* The request
Gather every line of the data below that contains the string "ceiling", and copy each such line in full.

Records from a point-labeling set

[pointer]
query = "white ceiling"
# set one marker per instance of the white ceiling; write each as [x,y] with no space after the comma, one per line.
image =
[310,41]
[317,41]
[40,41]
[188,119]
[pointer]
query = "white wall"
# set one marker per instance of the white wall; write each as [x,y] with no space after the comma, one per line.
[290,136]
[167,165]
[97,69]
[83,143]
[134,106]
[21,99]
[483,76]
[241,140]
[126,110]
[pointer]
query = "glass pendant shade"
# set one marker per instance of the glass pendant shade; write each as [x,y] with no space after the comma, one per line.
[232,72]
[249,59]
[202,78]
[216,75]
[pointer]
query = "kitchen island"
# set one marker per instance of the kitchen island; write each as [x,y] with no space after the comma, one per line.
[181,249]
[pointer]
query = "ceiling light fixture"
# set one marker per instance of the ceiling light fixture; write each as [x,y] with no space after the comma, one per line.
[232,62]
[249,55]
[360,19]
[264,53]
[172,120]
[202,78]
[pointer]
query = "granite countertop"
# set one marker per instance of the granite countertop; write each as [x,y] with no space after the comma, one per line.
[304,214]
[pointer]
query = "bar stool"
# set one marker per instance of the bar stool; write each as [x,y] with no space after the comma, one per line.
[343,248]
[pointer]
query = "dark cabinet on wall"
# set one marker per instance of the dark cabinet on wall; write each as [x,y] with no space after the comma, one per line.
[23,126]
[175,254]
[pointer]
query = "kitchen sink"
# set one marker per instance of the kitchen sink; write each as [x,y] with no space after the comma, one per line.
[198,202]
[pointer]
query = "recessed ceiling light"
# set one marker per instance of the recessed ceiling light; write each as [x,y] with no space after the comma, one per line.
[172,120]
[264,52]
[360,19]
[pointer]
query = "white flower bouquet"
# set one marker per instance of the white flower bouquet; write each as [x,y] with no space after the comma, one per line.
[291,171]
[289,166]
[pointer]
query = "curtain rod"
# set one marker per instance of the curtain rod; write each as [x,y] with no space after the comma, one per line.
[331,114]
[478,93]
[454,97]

* The completed task
query = "white ceiling"
# set one marker per instance of the white ceiling; write each as [x,y] with no space after the comma, one per line.
query = "ceiling light fixture"
# set one marker per instance of the ceiling light fixture; write each as [x,y] with no space after the comma, one per line.
query = "recessed ceiling light"
# set one marker per instance of the recessed ceiling light; write each as [x,y] with no space after the comma, one per line.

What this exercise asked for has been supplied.